## Extracted records
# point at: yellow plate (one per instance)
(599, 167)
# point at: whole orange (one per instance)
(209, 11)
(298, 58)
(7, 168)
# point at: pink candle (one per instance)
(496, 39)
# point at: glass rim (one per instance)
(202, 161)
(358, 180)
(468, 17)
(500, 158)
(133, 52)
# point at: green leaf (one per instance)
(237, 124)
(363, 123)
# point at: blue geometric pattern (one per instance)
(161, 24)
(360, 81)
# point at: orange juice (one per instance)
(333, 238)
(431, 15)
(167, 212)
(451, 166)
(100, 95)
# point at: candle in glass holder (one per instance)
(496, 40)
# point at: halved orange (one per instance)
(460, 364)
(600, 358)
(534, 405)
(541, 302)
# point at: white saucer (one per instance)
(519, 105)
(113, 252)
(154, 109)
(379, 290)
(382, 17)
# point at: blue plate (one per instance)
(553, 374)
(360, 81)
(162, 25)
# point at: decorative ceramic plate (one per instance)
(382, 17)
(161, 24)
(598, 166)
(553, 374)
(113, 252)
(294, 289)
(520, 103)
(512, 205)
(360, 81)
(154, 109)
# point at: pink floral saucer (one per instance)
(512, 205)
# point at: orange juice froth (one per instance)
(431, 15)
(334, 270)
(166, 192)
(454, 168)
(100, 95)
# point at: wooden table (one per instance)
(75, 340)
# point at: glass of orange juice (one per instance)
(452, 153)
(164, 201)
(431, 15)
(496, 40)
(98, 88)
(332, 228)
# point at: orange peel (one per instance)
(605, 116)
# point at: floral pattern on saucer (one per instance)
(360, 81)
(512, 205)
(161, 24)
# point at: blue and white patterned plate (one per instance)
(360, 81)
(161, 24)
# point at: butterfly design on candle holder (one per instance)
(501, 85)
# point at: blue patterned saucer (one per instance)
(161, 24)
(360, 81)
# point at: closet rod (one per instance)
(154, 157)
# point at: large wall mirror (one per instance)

## Problem requirements
After locating the line containing "# point at: wooden table (one per instance)", give that line and every later line of the listing again exactly, up to and including the last.

## Your response
# point at: wooden table (one per instance)
(75, 340)
# point at: glass of orange juice (one per instance)
(452, 153)
(164, 201)
(431, 15)
(496, 40)
(98, 88)
(332, 228)
# point at: orange peel (one per instance)
(605, 116)
# point at: floral pattern on saucer (one per instance)
(360, 81)
(512, 205)
(161, 24)
# point at: blue and white patterned plate (one per instance)
(360, 81)
(161, 24)
# point at: butterfly design on candle holder (one per instance)
(501, 85)
# point at: blue patterned saucer (one per instance)
(161, 24)
(360, 81)
# point at: closet rod (one per instance)
(154, 157)
# point at: large wall mirror (one per instance)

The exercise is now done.